• _Short problem_:
Please return each line of the records below that contains the word "white", copied unchanged.

• _Records from a point labeling set_:
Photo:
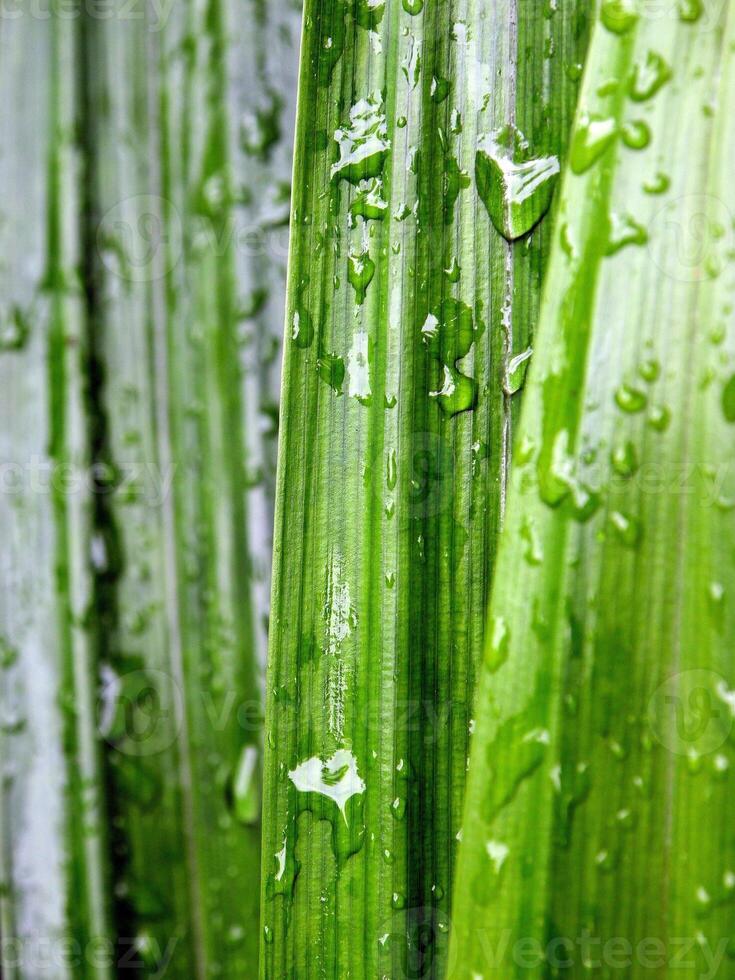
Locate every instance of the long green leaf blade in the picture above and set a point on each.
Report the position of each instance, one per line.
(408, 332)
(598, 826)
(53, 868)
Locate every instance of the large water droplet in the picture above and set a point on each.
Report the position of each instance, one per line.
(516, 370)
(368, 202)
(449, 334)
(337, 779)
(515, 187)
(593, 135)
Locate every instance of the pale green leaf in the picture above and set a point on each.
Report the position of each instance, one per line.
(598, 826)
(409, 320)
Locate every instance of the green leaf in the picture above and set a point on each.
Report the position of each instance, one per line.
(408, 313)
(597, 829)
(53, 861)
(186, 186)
--
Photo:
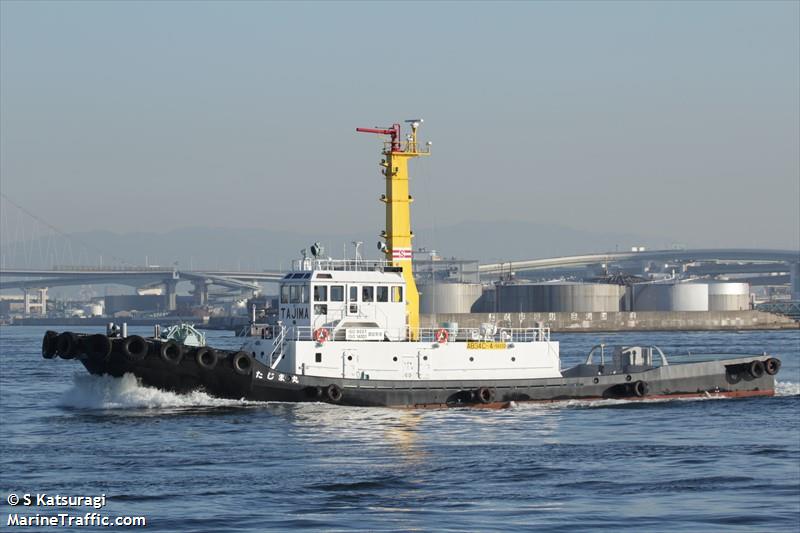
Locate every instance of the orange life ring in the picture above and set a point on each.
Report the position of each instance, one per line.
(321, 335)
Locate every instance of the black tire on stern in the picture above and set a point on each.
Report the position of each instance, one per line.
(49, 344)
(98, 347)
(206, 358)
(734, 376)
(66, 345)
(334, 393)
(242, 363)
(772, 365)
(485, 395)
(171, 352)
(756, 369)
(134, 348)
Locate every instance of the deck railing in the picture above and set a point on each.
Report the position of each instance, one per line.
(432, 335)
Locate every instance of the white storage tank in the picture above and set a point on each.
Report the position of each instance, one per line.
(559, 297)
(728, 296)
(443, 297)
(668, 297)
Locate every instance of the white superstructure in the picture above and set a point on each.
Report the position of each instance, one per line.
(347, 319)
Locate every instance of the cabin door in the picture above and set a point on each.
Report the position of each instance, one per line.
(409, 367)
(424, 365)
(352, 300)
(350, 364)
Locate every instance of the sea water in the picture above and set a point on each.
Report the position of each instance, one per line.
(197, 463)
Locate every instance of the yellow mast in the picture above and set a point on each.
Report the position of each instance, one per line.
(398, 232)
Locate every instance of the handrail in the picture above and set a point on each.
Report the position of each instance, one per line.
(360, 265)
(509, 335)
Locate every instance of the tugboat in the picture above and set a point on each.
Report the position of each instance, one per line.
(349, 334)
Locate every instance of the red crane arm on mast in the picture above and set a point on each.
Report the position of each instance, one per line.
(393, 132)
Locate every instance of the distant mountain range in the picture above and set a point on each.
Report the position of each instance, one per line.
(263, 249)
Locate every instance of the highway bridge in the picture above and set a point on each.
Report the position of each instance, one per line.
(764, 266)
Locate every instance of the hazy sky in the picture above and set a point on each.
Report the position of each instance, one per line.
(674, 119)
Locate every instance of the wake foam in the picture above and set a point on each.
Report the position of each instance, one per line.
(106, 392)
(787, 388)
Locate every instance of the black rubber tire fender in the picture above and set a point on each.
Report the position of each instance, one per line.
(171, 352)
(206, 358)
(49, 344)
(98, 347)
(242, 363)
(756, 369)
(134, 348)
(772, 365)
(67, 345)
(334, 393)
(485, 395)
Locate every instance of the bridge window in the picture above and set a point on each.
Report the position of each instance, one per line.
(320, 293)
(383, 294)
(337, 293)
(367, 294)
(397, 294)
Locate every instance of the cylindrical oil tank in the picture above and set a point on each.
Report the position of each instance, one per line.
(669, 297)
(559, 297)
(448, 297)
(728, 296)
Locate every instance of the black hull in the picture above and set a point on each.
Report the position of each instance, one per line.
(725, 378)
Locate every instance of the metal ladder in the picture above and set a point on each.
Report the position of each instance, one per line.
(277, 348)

• _Response to this task_:
Locate every instance of the white storage tank in the picture above and set a point on each.
Locate every instance of the white superstructure in the picture above and set a point on each.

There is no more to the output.